YOUR TASK
Repeat the data below in full. Pictures must not be part of the copy.

SUPPLIED ENTRIES
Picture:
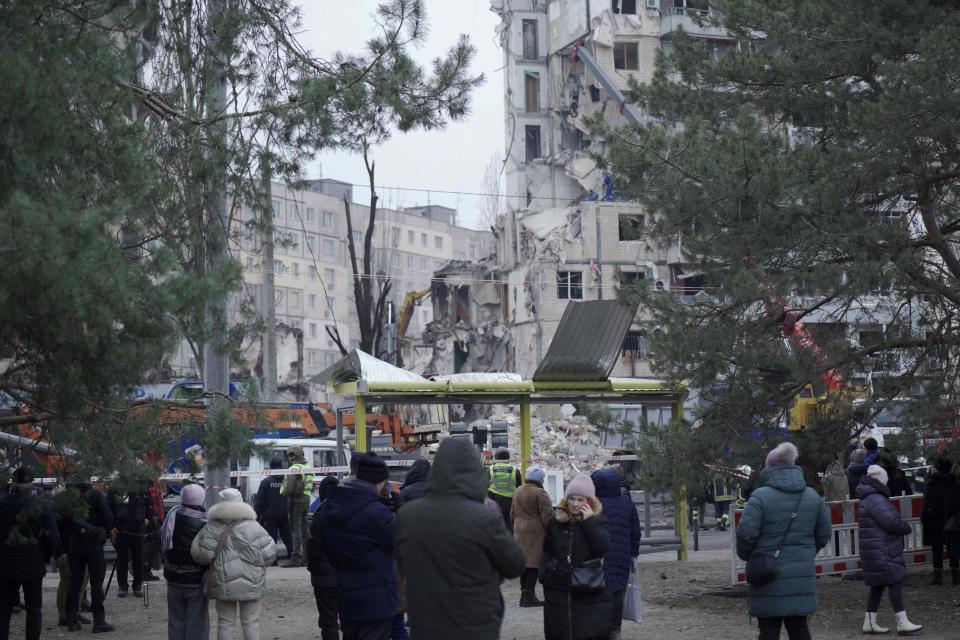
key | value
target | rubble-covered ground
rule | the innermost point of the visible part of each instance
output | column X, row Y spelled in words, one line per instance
column 570, row 444
column 682, row 601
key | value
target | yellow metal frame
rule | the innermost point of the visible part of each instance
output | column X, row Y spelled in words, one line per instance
column 529, row 393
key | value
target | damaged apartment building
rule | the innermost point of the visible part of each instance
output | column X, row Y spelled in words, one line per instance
column 566, row 236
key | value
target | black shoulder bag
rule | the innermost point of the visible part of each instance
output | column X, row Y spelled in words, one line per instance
column 763, row 567
column 587, row 577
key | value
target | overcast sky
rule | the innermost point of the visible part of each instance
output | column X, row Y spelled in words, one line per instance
column 450, row 160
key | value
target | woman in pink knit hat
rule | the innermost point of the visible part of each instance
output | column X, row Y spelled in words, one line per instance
column 576, row 538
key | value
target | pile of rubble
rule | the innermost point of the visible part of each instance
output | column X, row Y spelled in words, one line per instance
column 570, row 445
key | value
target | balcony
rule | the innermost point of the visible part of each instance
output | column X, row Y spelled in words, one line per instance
column 685, row 19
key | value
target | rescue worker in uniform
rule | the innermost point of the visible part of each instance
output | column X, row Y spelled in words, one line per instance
column 723, row 494
column 298, row 488
column 273, row 509
column 504, row 479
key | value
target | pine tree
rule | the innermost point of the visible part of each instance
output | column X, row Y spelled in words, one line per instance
column 812, row 166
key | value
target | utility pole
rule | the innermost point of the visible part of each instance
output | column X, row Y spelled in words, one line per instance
column 269, row 337
column 216, row 369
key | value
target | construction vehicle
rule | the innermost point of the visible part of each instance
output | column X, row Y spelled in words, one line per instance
column 830, row 396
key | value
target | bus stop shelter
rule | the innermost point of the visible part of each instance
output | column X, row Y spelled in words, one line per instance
column 575, row 370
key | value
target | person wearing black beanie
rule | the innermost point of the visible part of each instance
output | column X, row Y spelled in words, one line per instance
column 357, row 532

RESULT FOR THIS EXERCISE
Picture:
key | value
target | rubble-covered ground
rule | the innermost point of the visible part of each instance
output | column X, row Y spelled in words, one line per instance
column 570, row 444
column 682, row 601
key | value
target | yellow metal frame
rule | the innermost point of the visible part of each instance
output | column X, row Y spelled in words, one line per instance
column 529, row 393
key | value
target | damaged apartment building
rule | the innermost point of the visible part of each instance
output | column X, row Y spelled in words, one line per instance
column 566, row 236
key | value
target | black shoulder bag
rule | the innermost point of the visible part of each instance
output | column X, row Y spelled in words, one line per instance
column 763, row 567
column 587, row 577
key | value
target | overcast sky
rule | the innermost point of the visible part of each instance
output | column X, row Y spelled in words, one line per instance
column 450, row 160
key | value
target | woman in pink knit hat
rule | the innermost point of the visible part of each instance
output | column X, row Y spelled in words, one line per instance
column 576, row 538
key | value
target | pile of rubble
rule | the innermost point of the visible part of each instance
output | column X, row Y spelled in words, one line per instance
column 570, row 445
key | value
target | balcony
rule | the innermost point of the visible part of each instance
output | column X, row Y spelled in words, one line per instance
column 685, row 19
key | value
target | rescue worker in uniform
rule | the innermost point of the visible part of each instance
output | column X, row Y spelled in words, one line per instance
column 723, row 494
column 298, row 488
column 273, row 509
column 504, row 479
key | value
target | pine tree
rule | the innermost point of the visible part of each instance
output | column X, row Y spelled in words, one line per instance
column 812, row 166
key | value
target | utility pole
rule | the innermost point of the visible part of each instance
output | column X, row Y spelled in words, one line per instance
column 269, row 337
column 216, row 369
key | value
target | construction vehicle
rule | the innermost point of the visible part of each instance
output | column X, row Y spelled in words, one line per instance
column 830, row 396
key | value
target | bus stop shelter
rule | the innermost point of the visible part of each instance
output | column X, row Y spelled in words, one line per instance
column 575, row 370
key | value
target | person wearing black beanie
rule | the innermost point of the visible part of each instance
output | column X, row Y spelled in words, one line per instance
column 357, row 532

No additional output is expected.